━━━ PROVIDED INFORMATION ━━━
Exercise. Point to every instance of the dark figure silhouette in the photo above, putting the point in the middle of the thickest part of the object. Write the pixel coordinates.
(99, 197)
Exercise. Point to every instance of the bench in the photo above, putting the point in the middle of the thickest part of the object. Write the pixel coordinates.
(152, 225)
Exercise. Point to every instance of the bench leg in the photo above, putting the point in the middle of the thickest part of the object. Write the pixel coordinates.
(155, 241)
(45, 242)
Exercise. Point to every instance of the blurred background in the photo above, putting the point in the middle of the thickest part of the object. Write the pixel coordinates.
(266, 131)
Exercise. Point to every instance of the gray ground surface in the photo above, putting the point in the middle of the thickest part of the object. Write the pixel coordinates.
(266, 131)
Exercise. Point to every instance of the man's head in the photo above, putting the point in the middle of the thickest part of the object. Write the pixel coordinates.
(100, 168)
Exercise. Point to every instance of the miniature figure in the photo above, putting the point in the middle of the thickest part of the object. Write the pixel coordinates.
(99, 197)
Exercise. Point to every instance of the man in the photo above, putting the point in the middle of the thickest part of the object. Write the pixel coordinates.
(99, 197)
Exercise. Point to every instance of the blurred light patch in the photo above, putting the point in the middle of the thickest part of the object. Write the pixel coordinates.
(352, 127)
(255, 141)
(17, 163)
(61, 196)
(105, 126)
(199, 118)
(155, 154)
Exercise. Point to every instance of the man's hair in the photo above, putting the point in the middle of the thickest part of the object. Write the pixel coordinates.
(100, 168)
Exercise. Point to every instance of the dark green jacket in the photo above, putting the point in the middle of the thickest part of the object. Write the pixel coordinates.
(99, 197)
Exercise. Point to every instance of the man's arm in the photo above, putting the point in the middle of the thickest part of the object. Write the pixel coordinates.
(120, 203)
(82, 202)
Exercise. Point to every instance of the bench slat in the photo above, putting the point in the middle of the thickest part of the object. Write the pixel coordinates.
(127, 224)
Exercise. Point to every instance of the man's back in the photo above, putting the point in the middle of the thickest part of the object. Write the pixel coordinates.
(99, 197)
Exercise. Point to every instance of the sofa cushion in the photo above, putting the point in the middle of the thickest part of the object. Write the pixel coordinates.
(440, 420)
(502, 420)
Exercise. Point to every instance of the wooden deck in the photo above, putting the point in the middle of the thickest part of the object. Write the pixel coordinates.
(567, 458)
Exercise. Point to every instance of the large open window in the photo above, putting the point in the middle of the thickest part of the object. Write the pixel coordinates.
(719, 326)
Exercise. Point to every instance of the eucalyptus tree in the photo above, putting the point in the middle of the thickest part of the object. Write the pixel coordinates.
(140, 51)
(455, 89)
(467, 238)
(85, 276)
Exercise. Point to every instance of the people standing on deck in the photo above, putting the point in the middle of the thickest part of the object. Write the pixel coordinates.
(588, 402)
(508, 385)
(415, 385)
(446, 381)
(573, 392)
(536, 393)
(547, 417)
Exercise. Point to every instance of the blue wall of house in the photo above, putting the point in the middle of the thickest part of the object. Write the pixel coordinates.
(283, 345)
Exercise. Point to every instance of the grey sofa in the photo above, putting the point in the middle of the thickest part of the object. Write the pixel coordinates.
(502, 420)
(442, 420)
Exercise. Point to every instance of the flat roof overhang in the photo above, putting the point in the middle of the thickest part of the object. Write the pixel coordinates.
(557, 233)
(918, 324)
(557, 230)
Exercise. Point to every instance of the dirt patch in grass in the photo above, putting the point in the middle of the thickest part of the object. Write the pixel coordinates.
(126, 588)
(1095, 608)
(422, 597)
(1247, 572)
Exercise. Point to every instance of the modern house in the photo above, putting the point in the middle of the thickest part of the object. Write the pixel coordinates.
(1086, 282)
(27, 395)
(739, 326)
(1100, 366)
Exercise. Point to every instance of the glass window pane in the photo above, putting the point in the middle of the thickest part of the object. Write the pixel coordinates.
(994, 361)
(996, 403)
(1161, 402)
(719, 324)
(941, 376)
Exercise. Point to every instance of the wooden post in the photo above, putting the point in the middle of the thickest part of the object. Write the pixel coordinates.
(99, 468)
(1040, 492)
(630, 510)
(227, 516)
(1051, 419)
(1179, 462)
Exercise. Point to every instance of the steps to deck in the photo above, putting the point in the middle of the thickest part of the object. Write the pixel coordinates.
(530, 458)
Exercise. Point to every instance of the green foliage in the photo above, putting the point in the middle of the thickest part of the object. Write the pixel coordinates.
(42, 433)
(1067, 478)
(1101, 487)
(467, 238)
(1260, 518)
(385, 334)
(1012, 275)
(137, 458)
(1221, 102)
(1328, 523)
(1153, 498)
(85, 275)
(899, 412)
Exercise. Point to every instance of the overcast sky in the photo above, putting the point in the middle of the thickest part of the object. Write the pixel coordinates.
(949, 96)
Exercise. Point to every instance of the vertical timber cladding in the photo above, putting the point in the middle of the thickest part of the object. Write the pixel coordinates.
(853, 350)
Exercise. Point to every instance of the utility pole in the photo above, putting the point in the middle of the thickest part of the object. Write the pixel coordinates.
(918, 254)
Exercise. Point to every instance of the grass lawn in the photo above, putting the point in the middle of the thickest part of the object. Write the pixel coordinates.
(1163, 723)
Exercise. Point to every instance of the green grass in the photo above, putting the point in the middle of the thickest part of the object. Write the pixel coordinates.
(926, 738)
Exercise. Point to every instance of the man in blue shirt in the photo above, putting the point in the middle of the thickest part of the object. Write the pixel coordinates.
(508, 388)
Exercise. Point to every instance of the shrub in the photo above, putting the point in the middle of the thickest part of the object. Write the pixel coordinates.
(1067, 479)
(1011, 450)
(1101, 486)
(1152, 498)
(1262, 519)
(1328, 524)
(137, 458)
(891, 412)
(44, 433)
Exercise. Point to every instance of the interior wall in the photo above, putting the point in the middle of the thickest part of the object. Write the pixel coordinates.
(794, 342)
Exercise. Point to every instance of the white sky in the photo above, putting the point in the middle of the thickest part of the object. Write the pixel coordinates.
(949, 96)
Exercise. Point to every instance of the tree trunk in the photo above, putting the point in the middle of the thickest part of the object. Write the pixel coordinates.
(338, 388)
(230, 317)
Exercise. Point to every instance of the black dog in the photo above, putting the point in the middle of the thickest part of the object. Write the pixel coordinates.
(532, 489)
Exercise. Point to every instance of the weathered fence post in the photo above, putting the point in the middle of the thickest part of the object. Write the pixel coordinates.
━━━
EXERCISE INSTRUCTIONS:
Your output must be an exact copy of every entry.

ANSWER SECTION:
Exercise. Point to every instance of the dark figure silhouette in the photo above, putting the point in the middle of the thickest part of the object. Write the pixel coordinates.
(99, 197)
Exercise. Point to every instance of the bench in the photo above, putting the point in the middle of the thickest part of the object. Write the pixel coordinates.
(152, 225)
Exercise. Point to every instance of the bench leg in the photo above, putting the point in the middle of the thickest part of the object. Write the pixel coordinates.
(155, 241)
(45, 242)
Exercise. Point to every instance of the blurred background in the photo above, putting the point in the middle of the thickest part of the object. Write the pixel coordinates.
(266, 131)
Exercise. Point to every instance of the gray ground surface in the photo above, putting the point in the middle of the thickest part of the object. Write the pixel coordinates.
(266, 131)
Exercise. Point to every instance of the man's head in the photo above, putting the point in the middle of the thickest part of the object. Write the pixel coordinates.
(100, 168)
Exercise. Point to every instance of the miniature figure in the photo above, putting the point in the middle of the thickest part of the object. Write the pixel coordinates.
(99, 197)
Exercise. Point to every instance of the man in the photo above, putting the point in the middle of the thickest part of the object. Write the pixel coordinates.
(99, 197)
Exercise. Point to every instance of the blurred light patch in the photo above, putting the point in the middle of the thickest part of the object. Write the pixel coordinates.
(352, 127)
(255, 141)
(17, 163)
(61, 196)
(105, 126)
(199, 118)
(155, 154)
Exercise. Point to every instance of the man's hair in the photo above, putting the point in the middle of the thickest part of the object. Write the pixel coordinates.
(100, 168)
Exercise. Point to every instance of the dark green jacket in the photo above, putting the point in the middle of the thickest part of the object. Write the pixel coordinates.
(99, 197)
Exercise. Point to every instance of the man's arm in the photo above, putting the point in the middle of the thickest part of the object. Write the pixel coordinates.
(120, 203)
(82, 202)
Exercise. Point to every instance of the bench slat in the photo above, putting the point in the middle of the thickest part of the object. Write the pixel coordinates.
(127, 224)
Exercise. Point to every instance of the man's back in the photo above, putting the point in the middle of the thickest part of the object. Write the pixel coordinates.
(99, 197)
Exercise. Point to every instance of the sofa cushion in the photo above, putting the point in the middle of the thickest part of the object. Write the pixel coordinates.
(440, 420)
(502, 420)
Exercise. Point to every instance of the wooden deck in the photo above, putting the point in the middle of the thickest part of the object. Write the pixel coordinates.
(567, 458)
Exercise. Point to every instance of the large open window in the photo above, putting the point in the middle of the thickest part of the object. Write the pixel coordinates.
(719, 326)
Exercise. Point to every instance of the eucalyptus tree in the photo above, putting the point in the middle of the thickest part of the object. Write the pixel coordinates.
(140, 51)
(455, 89)
(467, 238)
(85, 276)
Exercise. Point to every instance of the people standing on deck in the photo above, putting the point in the middle of the thickest part of the object. Write the pixel coordinates.
(588, 402)
(508, 385)
(415, 385)
(446, 381)
(573, 392)
(536, 393)
(547, 417)
Exercise. Point to every instance of the blue wall of house in the photo above, putting the point in the middle of the thickest part of the object. Write the pixel coordinates.
(283, 345)
Exercise. Point to every instance of the grey sofa in the photo above, putting the point in the middle of the thickest part of the object. Write the pixel coordinates.
(502, 420)
(442, 420)
Exercise. Point to every instance of the flat roof overhang in the photo above, putting the point in the middle of the thickest part of the object. Write the pixel coordinates.
(557, 233)
(918, 324)
(557, 230)
Exercise. Point to every instance of the dirt patch in grass in the photo above, putting the point in the middle of the thickest part of the object. Write the pixel coordinates.
(126, 588)
(1095, 608)
(422, 597)
(1247, 572)
Exercise. Point to every instance of the modern house in the photo above, putting the point in the middle of the thickest part of the object. Write the pixel coordinates.
(1086, 282)
(27, 395)
(739, 326)
(1100, 366)
Exercise. Point to every instance of the glass window pane in the photo above, putting the point in the middle of the thickest part of the object. Write the pixel coordinates.
(994, 361)
(996, 403)
(1161, 402)
(719, 324)
(941, 376)
Exercise. Point to every instance of the wooden post in the photo above, putting the point in the middle of the thickest part of the object. Write the pixel coordinates.
(99, 468)
(1040, 492)
(630, 510)
(227, 516)
(1051, 419)
(1179, 462)
Exercise. Point to every instance of the steps to deck in the photo above, putting the point in the middle of the thickest part of the object. Write the pixel coordinates.
(530, 458)
Exercise. Point to every instance of the green foliage in the photo above, putting the point in the middle of the thickest part of the object. Write the pixel coordinates.
(42, 433)
(1067, 478)
(1101, 487)
(467, 238)
(1260, 518)
(385, 334)
(1012, 275)
(137, 458)
(1221, 102)
(1328, 523)
(1153, 498)
(85, 275)
(899, 412)
Exercise. Point to every instance of the overcast sky in the photo above, putting the point in the middle of the thickest part of the object. Write the pixel coordinates.
(949, 96)
Exercise. Point to every instance of the vertical timber cladding in the photo above, putting the point in the middle of the thickest part of the object. Write the pixel coordinates.
(853, 350)
Exercise. Point to every instance of the utility pole in the photo above, putting the point in the middle of the thickest part of the object. Write the pixel coordinates.
(918, 254)
Exercise. Point to every instance of the grass lawn in the photo above, putting the point in the middle of the thickest part of the object. Write the pixel coordinates.
(1163, 723)
Exercise. Point to every instance of the green grass in the photo above, putting the point in the middle of the thickest part of the object. Write the pixel coordinates.
(926, 738)
Exercise. Point to every instance of the man in blue shirt in the photo above, putting the point in the middle of the thickest part of the object. Write the pixel coordinates.
(508, 388)
Exercise. Point to every instance of the shrub in the photo above, putting the point in the middle of the thickest part of the object. Write the pixel coordinates.
(1067, 479)
(1011, 450)
(1101, 486)
(1152, 498)
(1262, 519)
(1328, 524)
(137, 458)
(891, 412)
(44, 433)
Exercise. Point to every instance of the interior wall in the photo above, putting the point in the middle of the thickest part of the object. Write the pixel coordinates.
(794, 342)
Exercise. Point to every instance of the white sky in the photo above, putting the point in the middle of the thickest part of the object. Write the pixel coordinates.
(949, 96)
Exercise. Point to every instance of the tree trunk in the photo above, putting the point in the middle of the thickest part of the object. Write the pixel coordinates.
(338, 388)
(230, 317)
Exercise. Point to every instance of the black dog in the photo above, putting the point in the middle of the thickest part of the object. Write the pixel coordinates.
(532, 489)
Exercise. Point to every instance of the weathered fence post in the photo above, putting the point in the middle of the thickest part of the object. Write the pixel coordinates.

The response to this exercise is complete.